PROMPT => Every line below containing the word "brass" should be found and copied.
****
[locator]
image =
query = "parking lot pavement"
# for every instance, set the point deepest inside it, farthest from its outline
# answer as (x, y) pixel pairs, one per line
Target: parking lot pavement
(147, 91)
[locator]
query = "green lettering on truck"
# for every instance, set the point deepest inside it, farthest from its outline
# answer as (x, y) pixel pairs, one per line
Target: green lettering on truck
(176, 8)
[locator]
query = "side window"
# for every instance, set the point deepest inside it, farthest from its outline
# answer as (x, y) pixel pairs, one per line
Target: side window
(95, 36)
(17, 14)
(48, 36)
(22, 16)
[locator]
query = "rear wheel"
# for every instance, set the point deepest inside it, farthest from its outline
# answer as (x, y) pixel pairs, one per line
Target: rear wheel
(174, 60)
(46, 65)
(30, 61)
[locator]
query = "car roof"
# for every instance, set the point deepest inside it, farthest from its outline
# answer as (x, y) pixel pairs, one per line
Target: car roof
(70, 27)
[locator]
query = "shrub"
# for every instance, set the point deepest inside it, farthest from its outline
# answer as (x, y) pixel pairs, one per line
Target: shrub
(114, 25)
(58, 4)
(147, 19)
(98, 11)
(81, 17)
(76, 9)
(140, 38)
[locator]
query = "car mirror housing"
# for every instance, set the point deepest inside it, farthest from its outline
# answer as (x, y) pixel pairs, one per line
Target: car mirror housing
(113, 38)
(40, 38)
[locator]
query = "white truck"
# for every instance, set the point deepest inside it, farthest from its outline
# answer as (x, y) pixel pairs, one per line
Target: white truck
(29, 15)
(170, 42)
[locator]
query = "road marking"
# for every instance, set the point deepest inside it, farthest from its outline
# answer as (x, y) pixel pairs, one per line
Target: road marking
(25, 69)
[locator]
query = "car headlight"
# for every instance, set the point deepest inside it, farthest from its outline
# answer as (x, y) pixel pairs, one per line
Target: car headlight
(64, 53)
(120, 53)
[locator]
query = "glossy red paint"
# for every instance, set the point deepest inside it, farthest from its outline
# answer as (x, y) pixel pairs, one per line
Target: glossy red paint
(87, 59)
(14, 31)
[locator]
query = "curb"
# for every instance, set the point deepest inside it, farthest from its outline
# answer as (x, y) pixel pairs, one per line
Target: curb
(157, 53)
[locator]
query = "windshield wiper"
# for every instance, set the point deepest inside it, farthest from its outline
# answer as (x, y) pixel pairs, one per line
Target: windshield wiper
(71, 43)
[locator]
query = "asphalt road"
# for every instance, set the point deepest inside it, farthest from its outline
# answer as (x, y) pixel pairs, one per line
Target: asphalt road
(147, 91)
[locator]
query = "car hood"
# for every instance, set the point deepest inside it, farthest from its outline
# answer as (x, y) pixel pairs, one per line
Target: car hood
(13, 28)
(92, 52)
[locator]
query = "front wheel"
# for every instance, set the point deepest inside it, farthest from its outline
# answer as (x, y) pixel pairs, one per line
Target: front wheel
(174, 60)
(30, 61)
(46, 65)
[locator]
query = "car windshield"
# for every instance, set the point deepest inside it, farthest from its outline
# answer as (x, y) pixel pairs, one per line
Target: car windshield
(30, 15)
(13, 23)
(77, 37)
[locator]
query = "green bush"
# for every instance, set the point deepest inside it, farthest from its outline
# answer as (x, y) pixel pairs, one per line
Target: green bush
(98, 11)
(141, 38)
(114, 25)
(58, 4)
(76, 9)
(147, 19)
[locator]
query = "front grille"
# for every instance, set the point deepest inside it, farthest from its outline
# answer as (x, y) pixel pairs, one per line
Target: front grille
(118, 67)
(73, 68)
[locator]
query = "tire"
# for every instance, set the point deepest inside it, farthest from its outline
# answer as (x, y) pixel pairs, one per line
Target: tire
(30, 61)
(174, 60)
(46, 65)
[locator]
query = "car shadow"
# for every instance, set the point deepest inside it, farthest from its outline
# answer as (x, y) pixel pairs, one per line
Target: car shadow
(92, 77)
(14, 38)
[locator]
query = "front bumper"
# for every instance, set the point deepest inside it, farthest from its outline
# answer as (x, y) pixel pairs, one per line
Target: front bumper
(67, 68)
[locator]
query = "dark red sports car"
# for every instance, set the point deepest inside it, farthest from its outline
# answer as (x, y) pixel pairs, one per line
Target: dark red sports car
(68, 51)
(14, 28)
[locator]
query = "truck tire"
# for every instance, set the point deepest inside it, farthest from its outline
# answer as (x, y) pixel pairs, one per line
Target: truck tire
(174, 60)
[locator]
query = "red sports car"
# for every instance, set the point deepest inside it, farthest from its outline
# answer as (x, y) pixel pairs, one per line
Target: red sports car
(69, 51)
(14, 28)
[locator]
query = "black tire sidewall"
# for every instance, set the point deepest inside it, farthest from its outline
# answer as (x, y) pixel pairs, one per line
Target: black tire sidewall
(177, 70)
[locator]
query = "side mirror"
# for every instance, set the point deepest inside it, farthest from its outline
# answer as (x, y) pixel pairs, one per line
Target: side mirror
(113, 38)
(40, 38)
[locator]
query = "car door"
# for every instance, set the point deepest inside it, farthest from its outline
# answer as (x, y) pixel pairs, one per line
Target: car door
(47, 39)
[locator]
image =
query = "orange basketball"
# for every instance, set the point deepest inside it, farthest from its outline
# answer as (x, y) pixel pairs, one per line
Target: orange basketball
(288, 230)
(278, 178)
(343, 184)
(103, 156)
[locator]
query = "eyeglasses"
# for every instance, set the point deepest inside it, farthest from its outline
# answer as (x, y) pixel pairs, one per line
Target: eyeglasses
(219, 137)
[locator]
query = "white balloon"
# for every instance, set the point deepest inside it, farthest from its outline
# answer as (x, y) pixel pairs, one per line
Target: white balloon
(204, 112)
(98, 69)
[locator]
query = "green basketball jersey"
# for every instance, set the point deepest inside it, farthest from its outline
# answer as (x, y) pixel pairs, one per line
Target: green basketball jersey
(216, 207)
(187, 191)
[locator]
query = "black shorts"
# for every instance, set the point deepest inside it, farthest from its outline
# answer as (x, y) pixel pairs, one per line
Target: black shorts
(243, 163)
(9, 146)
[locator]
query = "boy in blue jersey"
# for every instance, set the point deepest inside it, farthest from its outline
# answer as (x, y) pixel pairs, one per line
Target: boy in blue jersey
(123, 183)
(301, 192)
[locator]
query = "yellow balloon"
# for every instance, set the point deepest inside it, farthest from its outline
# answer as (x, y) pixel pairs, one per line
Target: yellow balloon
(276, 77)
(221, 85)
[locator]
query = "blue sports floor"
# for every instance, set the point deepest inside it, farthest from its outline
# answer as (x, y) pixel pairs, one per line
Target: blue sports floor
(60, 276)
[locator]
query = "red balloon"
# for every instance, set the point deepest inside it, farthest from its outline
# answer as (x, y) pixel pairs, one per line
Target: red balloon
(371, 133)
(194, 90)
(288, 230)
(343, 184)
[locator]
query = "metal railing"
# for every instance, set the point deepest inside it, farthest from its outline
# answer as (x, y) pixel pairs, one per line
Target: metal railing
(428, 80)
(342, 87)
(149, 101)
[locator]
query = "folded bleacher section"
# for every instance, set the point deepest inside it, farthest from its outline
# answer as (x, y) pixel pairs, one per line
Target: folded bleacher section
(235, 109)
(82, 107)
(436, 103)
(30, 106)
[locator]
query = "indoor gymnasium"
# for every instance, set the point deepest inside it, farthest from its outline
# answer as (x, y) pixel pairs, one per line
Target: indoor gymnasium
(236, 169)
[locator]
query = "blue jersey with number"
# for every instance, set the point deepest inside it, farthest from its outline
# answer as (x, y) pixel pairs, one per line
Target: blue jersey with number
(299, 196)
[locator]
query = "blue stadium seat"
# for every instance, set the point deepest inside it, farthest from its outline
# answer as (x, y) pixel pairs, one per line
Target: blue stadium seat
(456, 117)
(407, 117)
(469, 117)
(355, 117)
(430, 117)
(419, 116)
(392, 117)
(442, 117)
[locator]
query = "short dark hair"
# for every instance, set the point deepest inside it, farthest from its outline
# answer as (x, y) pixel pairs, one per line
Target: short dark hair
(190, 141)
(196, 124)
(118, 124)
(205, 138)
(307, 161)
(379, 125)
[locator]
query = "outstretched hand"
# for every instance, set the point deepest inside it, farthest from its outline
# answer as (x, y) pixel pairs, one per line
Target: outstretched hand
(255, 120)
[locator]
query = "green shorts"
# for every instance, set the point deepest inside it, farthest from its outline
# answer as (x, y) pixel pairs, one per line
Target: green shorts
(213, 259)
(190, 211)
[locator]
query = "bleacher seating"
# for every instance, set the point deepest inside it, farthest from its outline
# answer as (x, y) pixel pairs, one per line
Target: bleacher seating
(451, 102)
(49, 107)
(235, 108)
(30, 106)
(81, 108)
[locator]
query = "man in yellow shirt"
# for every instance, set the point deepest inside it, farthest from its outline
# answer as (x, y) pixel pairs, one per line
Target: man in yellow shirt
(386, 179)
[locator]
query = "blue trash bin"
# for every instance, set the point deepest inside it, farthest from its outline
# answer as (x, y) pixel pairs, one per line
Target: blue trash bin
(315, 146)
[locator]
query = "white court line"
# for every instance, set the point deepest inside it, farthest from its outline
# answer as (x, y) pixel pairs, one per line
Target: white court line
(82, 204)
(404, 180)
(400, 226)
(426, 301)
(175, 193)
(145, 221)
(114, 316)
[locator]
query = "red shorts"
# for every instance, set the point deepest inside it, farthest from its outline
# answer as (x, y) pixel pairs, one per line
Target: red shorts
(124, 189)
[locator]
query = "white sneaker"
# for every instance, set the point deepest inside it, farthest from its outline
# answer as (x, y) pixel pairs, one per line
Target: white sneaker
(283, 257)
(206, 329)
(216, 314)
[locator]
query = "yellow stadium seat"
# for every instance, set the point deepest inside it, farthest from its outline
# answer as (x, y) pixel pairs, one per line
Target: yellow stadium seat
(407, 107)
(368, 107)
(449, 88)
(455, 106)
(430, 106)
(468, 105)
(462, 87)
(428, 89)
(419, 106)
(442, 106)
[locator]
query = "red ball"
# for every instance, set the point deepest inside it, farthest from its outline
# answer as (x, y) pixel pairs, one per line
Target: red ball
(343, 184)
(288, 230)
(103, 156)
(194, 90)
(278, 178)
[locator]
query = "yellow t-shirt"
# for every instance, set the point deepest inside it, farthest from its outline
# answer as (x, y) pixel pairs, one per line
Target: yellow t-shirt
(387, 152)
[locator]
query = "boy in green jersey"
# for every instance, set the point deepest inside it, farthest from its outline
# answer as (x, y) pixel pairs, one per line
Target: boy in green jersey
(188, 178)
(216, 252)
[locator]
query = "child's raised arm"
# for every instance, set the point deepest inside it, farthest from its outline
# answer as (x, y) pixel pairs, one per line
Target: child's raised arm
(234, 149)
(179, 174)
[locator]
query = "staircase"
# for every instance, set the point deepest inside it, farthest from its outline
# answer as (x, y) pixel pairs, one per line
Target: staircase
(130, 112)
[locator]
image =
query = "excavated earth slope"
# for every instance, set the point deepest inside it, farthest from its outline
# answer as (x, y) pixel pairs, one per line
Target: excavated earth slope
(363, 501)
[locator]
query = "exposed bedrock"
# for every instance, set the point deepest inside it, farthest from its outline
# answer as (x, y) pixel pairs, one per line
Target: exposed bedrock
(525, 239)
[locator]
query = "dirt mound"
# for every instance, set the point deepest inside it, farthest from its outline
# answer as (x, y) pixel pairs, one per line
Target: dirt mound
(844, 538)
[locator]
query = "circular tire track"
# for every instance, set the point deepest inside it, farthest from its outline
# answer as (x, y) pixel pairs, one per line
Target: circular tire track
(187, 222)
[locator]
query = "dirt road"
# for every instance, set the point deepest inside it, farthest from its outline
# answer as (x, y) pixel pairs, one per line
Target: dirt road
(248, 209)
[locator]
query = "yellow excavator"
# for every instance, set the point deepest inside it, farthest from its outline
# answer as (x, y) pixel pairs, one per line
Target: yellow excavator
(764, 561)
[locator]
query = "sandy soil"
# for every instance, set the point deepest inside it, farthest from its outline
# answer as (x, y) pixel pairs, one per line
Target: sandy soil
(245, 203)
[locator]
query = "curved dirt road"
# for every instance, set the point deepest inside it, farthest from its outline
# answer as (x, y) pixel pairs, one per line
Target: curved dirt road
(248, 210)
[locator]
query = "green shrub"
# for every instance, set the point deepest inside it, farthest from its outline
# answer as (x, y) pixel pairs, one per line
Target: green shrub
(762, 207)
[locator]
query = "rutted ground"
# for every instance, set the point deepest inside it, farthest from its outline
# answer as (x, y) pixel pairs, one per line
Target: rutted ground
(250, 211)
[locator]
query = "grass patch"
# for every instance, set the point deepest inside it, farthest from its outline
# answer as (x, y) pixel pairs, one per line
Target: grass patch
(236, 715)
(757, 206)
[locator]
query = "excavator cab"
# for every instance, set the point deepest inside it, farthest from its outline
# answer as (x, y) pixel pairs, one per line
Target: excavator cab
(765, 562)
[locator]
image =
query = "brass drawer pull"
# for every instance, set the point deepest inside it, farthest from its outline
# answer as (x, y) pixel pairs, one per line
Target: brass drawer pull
****
COMPLETED TASK =>
query = "brass drawer pull"
Target: brass drawer pull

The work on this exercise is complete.